WORK INSTRUCTION:
Locate and copy each line in the data that contains the word "face".

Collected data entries

......

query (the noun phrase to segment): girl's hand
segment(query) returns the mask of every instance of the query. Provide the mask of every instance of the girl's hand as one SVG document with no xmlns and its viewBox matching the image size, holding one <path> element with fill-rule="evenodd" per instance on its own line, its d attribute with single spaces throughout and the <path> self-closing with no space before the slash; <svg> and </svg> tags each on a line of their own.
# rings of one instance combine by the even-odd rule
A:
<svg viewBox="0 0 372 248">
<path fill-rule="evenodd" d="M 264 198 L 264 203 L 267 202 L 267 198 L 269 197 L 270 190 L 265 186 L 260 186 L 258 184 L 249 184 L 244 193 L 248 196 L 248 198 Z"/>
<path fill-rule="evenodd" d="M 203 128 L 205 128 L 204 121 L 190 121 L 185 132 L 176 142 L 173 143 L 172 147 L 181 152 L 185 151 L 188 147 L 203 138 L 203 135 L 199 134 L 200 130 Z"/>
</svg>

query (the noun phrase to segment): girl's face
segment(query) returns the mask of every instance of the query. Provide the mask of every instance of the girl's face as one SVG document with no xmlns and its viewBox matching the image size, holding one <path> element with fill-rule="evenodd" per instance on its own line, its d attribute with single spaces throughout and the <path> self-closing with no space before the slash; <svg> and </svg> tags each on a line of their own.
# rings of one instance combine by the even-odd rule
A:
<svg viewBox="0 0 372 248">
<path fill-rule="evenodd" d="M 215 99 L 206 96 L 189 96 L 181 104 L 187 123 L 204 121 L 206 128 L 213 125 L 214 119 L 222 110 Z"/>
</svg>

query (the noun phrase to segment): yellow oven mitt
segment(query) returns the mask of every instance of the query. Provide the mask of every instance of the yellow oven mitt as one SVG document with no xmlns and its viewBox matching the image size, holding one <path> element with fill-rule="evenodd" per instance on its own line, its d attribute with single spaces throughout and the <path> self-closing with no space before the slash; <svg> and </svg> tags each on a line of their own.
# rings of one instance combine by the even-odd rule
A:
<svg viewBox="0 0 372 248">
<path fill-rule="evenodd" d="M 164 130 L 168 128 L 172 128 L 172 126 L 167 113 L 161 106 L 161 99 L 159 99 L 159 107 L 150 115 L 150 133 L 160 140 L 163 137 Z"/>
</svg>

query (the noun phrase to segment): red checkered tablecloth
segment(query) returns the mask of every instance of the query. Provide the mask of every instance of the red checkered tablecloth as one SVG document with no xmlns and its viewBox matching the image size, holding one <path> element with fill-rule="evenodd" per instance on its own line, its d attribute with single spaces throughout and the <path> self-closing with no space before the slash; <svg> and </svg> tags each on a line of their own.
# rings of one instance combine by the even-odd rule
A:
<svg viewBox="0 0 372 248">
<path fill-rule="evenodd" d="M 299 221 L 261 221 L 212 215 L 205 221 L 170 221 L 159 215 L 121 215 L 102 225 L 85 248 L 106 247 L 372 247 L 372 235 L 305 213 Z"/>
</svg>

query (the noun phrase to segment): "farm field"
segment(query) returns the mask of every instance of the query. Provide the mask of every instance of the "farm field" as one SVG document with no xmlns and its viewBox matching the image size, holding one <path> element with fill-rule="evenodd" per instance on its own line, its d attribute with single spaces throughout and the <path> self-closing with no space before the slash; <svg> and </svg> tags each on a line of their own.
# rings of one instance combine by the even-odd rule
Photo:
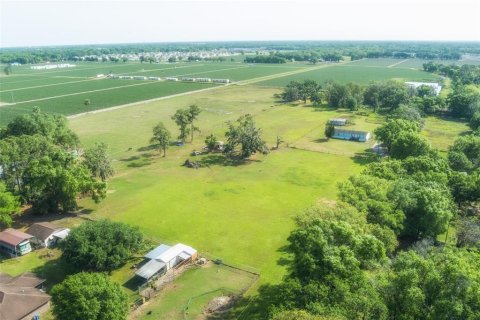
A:
<svg viewBox="0 0 480 320">
<path fill-rule="evenodd" d="M 480 60 L 473 60 L 473 59 L 465 59 L 465 60 L 426 60 L 426 59 L 395 59 L 395 58 L 375 58 L 375 59 L 361 59 L 355 60 L 350 62 L 350 65 L 358 65 L 358 66 L 384 66 L 390 68 L 413 68 L 413 69 L 423 69 L 423 64 L 433 61 L 435 63 L 442 63 L 442 64 L 480 64 Z"/>
<path fill-rule="evenodd" d="M 259 82 L 258 84 L 281 87 L 287 85 L 290 81 L 302 81 L 305 79 L 316 80 L 318 82 L 335 80 L 341 83 L 355 82 L 359 84 L 368 84 L 370 81 L 382 81 L 388 79 L 401 81 L 436 81 L 438 80 L 438 76 L 419 70 L 388 68 L 385 66 L 354 65 L 348 63 L 270 79 Z"/>
<path fill-rule="evenodd" d="M 0 125 L 29 112 L 34 106 L 45 112 L 73 115 L 112 106 L 212 87 L 214 84 L 168 81 L 97 79 L 97 74 L 210 77 L 241 81 L 308 69 L 308 65 L 247 65 L 243 63 L 80 63 L 77 67 L 30 70 L 18 67 L 0 77 Z M 90 100 L 85 105 L 85 99 Z"/>
<path fill-rule="evenodd" d="M 52 70 L 31 70 L 27 66 L 20 66 L 14 68 L 12 75 L 0 77 L 0 126 L 19 114 L 29 112 L 34 106 L 45 112 L 69 116 L 213 86 L 168 81 L 97 79 L 97 74 L 228 78 L 240 84 L 258 82 L 263 86 L 283 86 L 291 80 L 303 79 L 362 84 L 386 79 L 437 79 L 432 74 L 418 70 L 388 68 L 388 65 L 398 62 L 398 59 L 365 59 L 315 66 L 302 63 L 269 65 L 239 62 L 83 62 L 73 68 Z M 90 100 L 90 104 L 84 104 L 86 99 Z"/>
</svg>

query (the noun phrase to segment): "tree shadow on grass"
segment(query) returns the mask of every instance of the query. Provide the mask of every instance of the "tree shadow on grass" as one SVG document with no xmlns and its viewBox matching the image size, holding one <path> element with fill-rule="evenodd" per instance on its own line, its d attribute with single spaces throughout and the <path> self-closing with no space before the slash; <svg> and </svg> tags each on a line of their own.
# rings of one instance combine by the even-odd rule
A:
<svg viewBox="0 0 480 320">
<path fill-rule="evenodd" d="M 319 138 L 319 139 L 313 140 L 313 142 L 315 142 L 315 143 L 325 143 L 325 142 L 328 142 L 328 141 L 330 141 L 330 139 L 327 139 L 327 138 Z"/>
<path fill-rule="evenodd" d="M 210 166 L 225 166 L 237 167 L 252 162 L 259 162 L 260 160 L 242 159 L 239 157 L 229 157 L 223 153 L 211 153 L 197 160 L 201 167 Z"/>
<path fill-rule="evenodd" d="M 48 258 L 48 253 L 40 258 Z M 68 275 L 74 274 L 76 271 L 64 259 L 59 257 L 48 260 L 43 265 L 34 268 L 32 272 L 46 280 L 46 289 L 50 291 L 54 285 L 62 282 Z"/>
<path fill-rule="evenodd" d="M 378 162 L 380 159 L 381 157 L 370 149 L 366 149 L 364 152 L 355 153 L 352 157 L 353 162 L 361 165 Z"/>
<path fill-rule="evenodd" d="M 130 156 L 128 158 L 120 159 L 122 162 L 128 162 L 127 167 L 139 168 L 150 165 L 157 154 L 155 152 L 144 152 L 140 155 Z"/>
<path fill-rule="evenodd" d="M 83 213 L 83 212 L 82 212 Z M 65 212 L 65 213 L 51 213 L 51 214 L 34 214 L 31 209 L 25 210 L 25 212 L 17 217 L 12 225 L 12 228 L 22 229 L 29 227 L 37 222 L 53 222 L 62 220 L 65 218 L 75 218 L 77 213 Z"/>
<path fill-rule="evenodd" d="M 151 144 L 151 145 L 148 145 L 148 146 L 145 146 L 145 147 L 140 147 L 140 148 L 137 149 L 137 151 L 145 152 L 145 151 L 152 151 L 152 150 L 155 150 L 155 149 L 156 149 L 156 145 Z"/>
</svg>

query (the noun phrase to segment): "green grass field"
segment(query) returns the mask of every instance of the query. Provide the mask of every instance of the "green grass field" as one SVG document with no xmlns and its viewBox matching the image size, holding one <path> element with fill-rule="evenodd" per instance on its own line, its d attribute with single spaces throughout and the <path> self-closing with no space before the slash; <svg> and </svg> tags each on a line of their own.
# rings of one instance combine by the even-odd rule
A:
<svg viewBox="0 0 480 320">
<path fill-rule="evenodd" d="M 401 81 L 435 81 L 438 80 L 438 76 L 419 70 L 388 68 L 384 66 L 365 66 L 348 63 L 344 65 L 331 65 L 292 76 L 262 81 L 258 84 L 283 87 L 290 81 L 302 81 L 305 79 L 312 79 L 318 82 L 335 80 L 341 83 L 355 82 L 359 84 L 368 84 L 370 81 L 383 81 L 388 79 Z"/>
</svg>

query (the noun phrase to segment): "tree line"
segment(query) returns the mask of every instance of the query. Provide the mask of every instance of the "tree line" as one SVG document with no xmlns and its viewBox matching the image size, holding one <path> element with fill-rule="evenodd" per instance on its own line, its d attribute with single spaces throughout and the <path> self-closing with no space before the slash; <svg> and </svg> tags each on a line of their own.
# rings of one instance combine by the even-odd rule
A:
<svg viewBox="0 0 480 320">
<path fill-rule="evenodd" d="M 398 81 L 371 82 L 367 86 L 315 80 L 291 81 L 278 95 L 283 102 L 310 101 L 326 103 L 331 108 L 389 113 L 390 116 L 419 118 L 424 115 L 449 115 L 470 123 L 472 130 L 480 126 L 480 92 L 473 85 L 455 83 L 446 98 L 435 95 L 428 85 L 416 89 Z"/>
<path fill-rule="evenodd" d="M 110 54 L 141 54 L 143 52 L 199 51 L 199 50 L 241 50 L 251 52 L 262 49 L 291 55 L 296 61 L 310 61 L 312 55 L 334 54 L 349 56 L 352 60 L 363 58 L 410 58 L 458 60 L 462 54 L 478 54 L 475 43 L 452 42 L 358 42 L 358 41 L 240 41 L 210 43 L 144 43 L 144 44 L 103 44 L 68 47 L 3 48 L 0 50 L 1 63 L 21 64 L 46 61 L 76 61 L 79 57 Z M 306 58 L 306 59 L 305 59 Z"/>
<path fill-rule="evenodd" d="M 480 66 L 463 64 L 461 66 L 445 65 L 433 61 L 423 64 L 423 70 L 449 77 L 455 84 L 480 84 Z"/>
</svg>

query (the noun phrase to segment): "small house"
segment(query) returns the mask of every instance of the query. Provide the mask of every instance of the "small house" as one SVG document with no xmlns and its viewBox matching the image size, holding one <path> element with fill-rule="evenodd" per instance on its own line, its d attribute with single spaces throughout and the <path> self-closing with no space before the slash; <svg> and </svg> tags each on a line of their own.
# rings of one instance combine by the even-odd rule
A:
<svg viewBox="0 0 480 320">
<path fill-rule="evenodd" d="M 8 228 L 0 232 L 0 251 L 11 256 L 23 256 L 32 251 L 30 240 L 32 235 Z"/>
<path fill-rule="evenodd" d="M 27 229 L 27 233 L 33 236 L 32 243 L 46 248 L 52 247 L 65 239 L 69 232 L 70 229 L 59 227 L 50 222 L 34 223 Z"/>
<path fill-rule="evenodd" d="M 335 128 L 332 138 L 348 141 L 367 142 L 368 140 L 370 140 L 371 134 L 367 131 L 345 130 Z"/>
<path fill-rule="evenodd" d="M 148 281 L 154 276 L 163 275 L 185 262 L 197 259 L 197 250 L 184 244 L 168 246 L 161 244 L 145 256 L 147 262 L 135 272 L 135 275 Z"/>
<path fill-rule="evenodd" d="M 334 126 L 346 126 L 347 119 L 344 119 L 344 118 L 330 119 L 328 120 L 328 123 Z"/>
<path fill-rule="evenodd" d="M 0 272 L 0 319 L 30 320 L 50 307 L 44 279 L 30 272 L 11 277 Z"/>
</svg>

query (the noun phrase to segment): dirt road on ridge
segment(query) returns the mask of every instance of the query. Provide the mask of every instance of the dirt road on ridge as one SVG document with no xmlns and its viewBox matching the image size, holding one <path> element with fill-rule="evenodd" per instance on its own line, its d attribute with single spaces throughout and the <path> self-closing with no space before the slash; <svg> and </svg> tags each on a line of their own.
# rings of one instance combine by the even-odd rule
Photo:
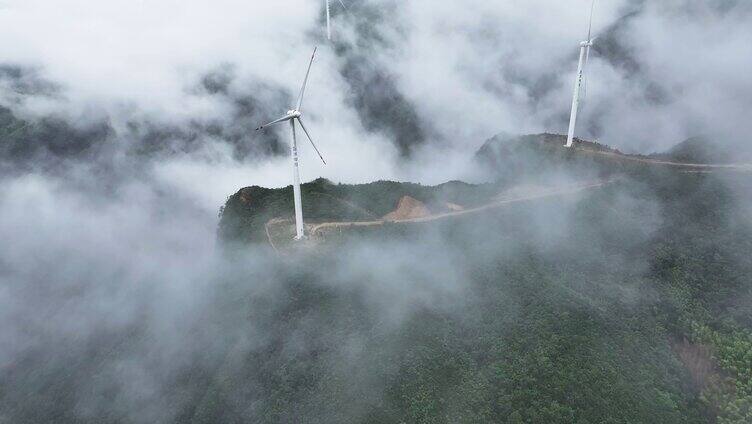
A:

......

RESULT FOR THIS EXERCISE:
query (the noun phrase to segment): girl's face
segment(query) returns the mask of every instance of the query. Provide the mask of every instance of the girl's face as one SVG document with no xmlns and its viewBox matching the image size, holding one <path> element with fill-rule="evenodd" per instance on its own line, its d attribute with single spaces throughout and the <path> self-closing with no space before the slash; <svg> and </svg> tags each on a line of their own.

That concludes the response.